--- Begin Dataset extract ---

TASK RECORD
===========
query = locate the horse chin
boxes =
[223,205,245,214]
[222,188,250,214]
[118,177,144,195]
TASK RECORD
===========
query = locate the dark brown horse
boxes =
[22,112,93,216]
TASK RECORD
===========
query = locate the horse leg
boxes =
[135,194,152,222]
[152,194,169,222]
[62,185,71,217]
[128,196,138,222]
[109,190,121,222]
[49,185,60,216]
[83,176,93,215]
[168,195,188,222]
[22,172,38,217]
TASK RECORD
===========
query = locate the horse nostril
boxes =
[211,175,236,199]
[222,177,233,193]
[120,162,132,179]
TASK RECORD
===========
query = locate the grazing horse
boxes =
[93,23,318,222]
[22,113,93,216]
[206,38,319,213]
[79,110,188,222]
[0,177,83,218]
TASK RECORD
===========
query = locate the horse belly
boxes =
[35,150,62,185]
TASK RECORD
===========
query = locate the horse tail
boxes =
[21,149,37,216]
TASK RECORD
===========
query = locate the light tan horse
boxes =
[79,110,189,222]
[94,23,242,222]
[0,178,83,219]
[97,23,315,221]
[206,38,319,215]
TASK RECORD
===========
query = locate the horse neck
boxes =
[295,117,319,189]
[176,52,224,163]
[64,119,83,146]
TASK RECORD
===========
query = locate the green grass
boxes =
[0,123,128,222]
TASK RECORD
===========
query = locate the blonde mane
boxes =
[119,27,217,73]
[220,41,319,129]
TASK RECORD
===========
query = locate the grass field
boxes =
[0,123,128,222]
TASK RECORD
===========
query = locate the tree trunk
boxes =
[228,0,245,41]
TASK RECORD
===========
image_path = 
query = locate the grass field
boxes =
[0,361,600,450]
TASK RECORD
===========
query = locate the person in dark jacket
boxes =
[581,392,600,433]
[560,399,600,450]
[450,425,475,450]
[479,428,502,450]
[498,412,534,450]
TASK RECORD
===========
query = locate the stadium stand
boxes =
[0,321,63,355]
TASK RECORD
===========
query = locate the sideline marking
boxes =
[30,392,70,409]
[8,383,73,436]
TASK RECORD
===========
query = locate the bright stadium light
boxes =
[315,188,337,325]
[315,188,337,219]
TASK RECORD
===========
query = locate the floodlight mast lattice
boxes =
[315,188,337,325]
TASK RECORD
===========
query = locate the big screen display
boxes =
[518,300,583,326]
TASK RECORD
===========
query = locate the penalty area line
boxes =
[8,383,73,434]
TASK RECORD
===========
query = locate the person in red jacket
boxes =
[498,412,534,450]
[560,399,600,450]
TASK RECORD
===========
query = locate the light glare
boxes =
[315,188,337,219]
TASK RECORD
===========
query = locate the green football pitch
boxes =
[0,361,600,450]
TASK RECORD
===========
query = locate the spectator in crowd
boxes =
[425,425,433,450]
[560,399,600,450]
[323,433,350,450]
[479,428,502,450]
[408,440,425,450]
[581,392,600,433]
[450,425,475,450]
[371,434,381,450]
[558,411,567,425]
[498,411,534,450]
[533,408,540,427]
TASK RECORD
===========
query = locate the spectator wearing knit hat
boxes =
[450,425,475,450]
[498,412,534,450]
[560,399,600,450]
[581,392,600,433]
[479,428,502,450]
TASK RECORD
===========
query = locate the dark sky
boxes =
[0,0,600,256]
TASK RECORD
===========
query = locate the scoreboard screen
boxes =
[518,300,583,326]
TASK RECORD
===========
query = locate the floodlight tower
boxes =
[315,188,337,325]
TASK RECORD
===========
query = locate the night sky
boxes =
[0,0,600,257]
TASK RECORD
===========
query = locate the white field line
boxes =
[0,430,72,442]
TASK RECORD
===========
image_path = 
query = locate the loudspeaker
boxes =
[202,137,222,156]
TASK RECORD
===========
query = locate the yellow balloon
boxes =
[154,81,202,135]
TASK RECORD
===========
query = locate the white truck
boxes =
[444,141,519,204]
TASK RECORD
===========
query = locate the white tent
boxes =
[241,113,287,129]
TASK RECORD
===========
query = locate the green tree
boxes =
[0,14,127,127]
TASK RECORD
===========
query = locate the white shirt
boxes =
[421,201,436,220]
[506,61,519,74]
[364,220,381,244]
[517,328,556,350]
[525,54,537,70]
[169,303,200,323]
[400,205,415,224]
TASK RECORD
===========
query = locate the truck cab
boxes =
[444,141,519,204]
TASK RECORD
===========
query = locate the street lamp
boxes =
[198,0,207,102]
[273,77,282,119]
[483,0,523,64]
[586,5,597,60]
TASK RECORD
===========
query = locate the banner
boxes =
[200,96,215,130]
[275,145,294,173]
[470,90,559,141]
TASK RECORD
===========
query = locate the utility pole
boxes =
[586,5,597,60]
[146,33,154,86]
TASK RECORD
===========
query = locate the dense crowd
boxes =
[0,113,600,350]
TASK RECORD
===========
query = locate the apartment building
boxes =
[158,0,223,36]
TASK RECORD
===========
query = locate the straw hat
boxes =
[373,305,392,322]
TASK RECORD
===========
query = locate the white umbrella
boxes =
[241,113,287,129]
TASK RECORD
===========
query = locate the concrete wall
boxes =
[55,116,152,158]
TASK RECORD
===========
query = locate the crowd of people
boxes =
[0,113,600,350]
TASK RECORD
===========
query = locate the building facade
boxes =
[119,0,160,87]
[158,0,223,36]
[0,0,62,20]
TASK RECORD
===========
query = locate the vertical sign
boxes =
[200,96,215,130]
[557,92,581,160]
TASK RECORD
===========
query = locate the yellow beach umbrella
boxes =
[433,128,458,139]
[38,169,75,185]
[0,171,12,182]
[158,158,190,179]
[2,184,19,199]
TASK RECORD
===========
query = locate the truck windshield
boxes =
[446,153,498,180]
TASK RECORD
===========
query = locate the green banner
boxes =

--- End Dataset extract ---

=== What you are asked to do ===
Output the listing above as a Markdown table with the columns "Index" and "Entry", giving each line its own row and leaving out any blank lines. Begin at the first line of the listing and stop after the line that contains "[8,383,73,434]".

=== Task output ===
| Index | Entry |
|---|---|
| 1 | TASK RECORD |
| 2 | =========== |
| 3 | query = locate the horse chin |
| 4 | boxes = |
| 5 | [223,205,245,214] |
| 6 | [222,188,250,214] |
| 7 | [118,177,144,195] |
| 8 | TASK RECORD |
| 9 | =========== |
| 10 | query = locate the dark brown horse |
| 11 | boxes = |
| 12 | [22,112,93,216] |
| 13 | TASK RECORD |
| 14 | =========== |
| 15 | query = locate the horse leg |
| 16 | boxes = |
| 17 | [135,194,152,222] |
| 18 | [152,194,169,222] |
| 19 | [62,185,71,217] |
| 20 | [128,196,138,222] |
| 21 | [109,190,121,222] |
| 22 | [49,185,60,216] |
| 23 | [83,176,93,215] |
| 24 | [168,195,188,222] |
| 25 | [22,172,38,217] |
| 26 | TASK RECORD |
| 27 | =========== |
| 28 | query = locate the horse nostril |
| 29 | boxes = |
| 30 | [211,175,236,199] |
| 31 | [222,177,233,193] |
| 32 | [120,162,132,179] |
| 33 | TASK RECORD |
| 34 | =========== |
| 35 | query = locate the grazing horse |
| 36 | boxes = |
| 37 | [93,23,318,222] |
| 38 | [22,113,93,216] |
| 39 | [206,38,319,213] |
| 40 | [79,110,188,222] |
| 41 | [0,177,83,218] |
| 42 | TASK RECORD |
| 43 | =========== |
| 44 | query = locate the horse belly |
| 45 | boxes = |
| 46 | [35,150,62,185] |
| 47 | TASK RECORD |
| 48 | =========== |
| 49 | query = locate the horse tail |
| 50 | boxes = |
| 51 | [21,149,37,216] |
| 52 | TASK RECORD |
| 53 | =========== |
| 54 | query = locate the light tan horse |
| 55 | boxes = |
| 56 | [79,110,189,222] |
| 57 | [94,23,242,222] |
| 58 | [0,178,83,219] |
| 59 | [97,23,315,221] |
| 60 | [206,38,319,215] |
| 61 | TASK RECORD |
| 62 | =========== |
| 63 | query = locate the horse neck |
| 64 | boxes = |
| 65 | [295,117,319,189] |
| 66 | [176,52,224,163] |
| 67 | [64,119,83,146] |
| 68 | TASK RECORD |
| 69 | =========== |
| 70 | query = locate the green grass |
| 71 | boxes = |
| 72 | [0,123,128,222] |
| 73 | TASK RECORD |
| 74 | =========== |
| 75 | query = locate the blonde mane |
| 76 | boxes = |
| 77 | [119,27,217,73] |
| 78 | [220,41,319,129] |
| 79 | TASK RECORD |
| 80 | =========== |
| 81 | query = locate the grass field |
| 82 | boxes = |
| 83 | [0,123,128,222] |
| 84 | TASK RECORD |
| 85 | =========== |
| 86 | query = locate the tree trunk |
| 87 | boxes = |
| 88 | [228,0,245,41] |
| 89 | TASK RECORD |
| 90 | =========== |
| 91 | image_path =  |
| 92 | query = locate the grass field |
| 93 | boxes = |
| 94 | [0,361,600,450] |
| 95 | TASK RECORD |
| 96 | =========== |
| 97 | query = locate the person in dark jacket |
| 98 | boxes = |
| 99 | [581,392,600,433] |
| 100 | [560,399,600,450] |
| 101 | [450,425,475,450] |
| 102 | [479,428,502,450] |
| 103 | [498,412,534,450] |
| 104 | TASK RECORD |
| 105 | =========== |
| 106 | query = locate the stadium stand |
| 107 | boxes = |
| 108 | [0,321,63,355] |
| 109 | TASK RECORD |
| 110 | =========== |
| 111 | query = locate the sideline marking |
| 112 | boxes = |
| 113 | [30,392,70,409] |
| 114 | [8,383,73,436] |
| 115 | TASK RECORD |
| 116 | =========== |
| 117 | query = locate the bright stadium light |
| 118 | boxes = |
| 119 | [315,188,337,325] |
| 120 | [315,188,337,219] |
| 121 | TASK RECORD |
| 122 | =========== |
| 123 | query = locate the floodlight mast lattice |
| 124 | boxes = |
| 125 | [315,188,337,325] |
| 126 | TASK RECORD |
| 127 | =========== |
| 128 | query = locate the big screen display |
| 129 | boxes = |
| 130 | [518,300,583,326] |
| 131 | TASK RECORD |
| 132 | =========== |
| 133 | query = locate the penalty area line |
| 134 | boxes = |
| 135 | [8,383,73,434] |